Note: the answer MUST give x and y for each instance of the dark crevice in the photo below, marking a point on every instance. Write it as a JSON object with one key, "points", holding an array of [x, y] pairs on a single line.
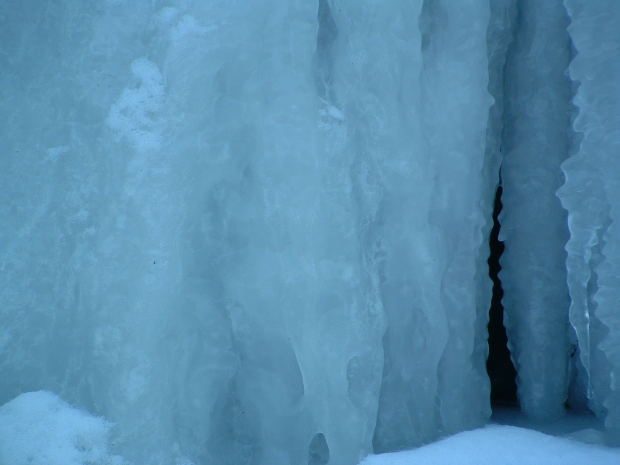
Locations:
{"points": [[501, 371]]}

--

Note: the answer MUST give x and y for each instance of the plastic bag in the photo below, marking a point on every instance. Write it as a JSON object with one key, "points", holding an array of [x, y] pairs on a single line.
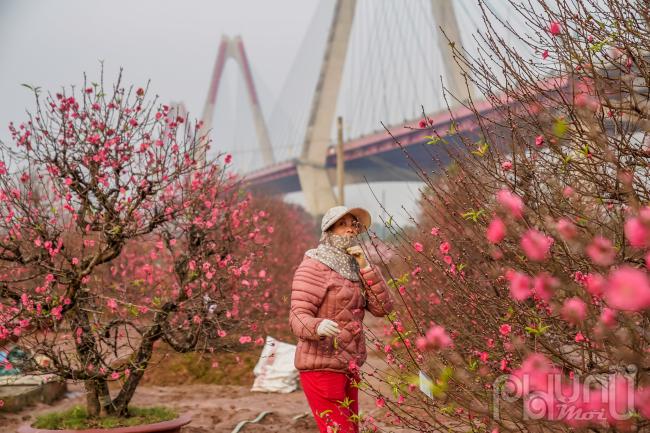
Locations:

--

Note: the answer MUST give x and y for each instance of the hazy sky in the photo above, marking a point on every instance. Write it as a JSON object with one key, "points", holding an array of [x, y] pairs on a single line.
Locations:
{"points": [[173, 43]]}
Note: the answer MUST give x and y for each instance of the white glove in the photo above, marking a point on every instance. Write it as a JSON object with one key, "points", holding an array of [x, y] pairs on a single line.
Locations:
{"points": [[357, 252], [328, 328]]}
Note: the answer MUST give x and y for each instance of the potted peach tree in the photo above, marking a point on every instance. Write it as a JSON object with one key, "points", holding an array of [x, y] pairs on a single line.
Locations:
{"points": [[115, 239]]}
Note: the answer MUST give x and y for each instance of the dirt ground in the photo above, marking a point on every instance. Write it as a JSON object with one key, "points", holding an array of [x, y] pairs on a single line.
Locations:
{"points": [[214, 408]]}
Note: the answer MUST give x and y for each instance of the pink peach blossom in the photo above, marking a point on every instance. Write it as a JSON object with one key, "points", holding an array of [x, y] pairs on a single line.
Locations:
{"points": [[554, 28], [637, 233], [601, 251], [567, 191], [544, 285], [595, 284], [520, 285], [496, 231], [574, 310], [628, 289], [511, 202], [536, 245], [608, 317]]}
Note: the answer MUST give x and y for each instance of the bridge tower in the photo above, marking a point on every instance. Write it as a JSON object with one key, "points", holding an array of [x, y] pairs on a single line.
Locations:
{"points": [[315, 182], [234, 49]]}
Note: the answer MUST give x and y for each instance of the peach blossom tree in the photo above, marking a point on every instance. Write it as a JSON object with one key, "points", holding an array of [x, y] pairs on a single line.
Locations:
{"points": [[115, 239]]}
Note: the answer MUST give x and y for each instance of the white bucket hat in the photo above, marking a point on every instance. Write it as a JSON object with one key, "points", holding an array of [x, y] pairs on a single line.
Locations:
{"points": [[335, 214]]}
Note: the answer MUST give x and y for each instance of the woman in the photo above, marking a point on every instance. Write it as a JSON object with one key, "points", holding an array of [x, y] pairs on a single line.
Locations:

Exercise details →
List every line in the records above that contains the word "white", copying each such line in full.

Task output →
Note: the answer MUST give x and y for each instance of the white glove in the photo above, marking a point on every instance. Write it as a JSON object with one key, "points", holding an array of [x, y] pairs on a single line.
Note: the answer MUST give x and y for each instance of the white bucket hat in the photo above, marking a point on every instance. Write it as a JSON object with one key, "points", holding an array of [x, y] pairs on a single line.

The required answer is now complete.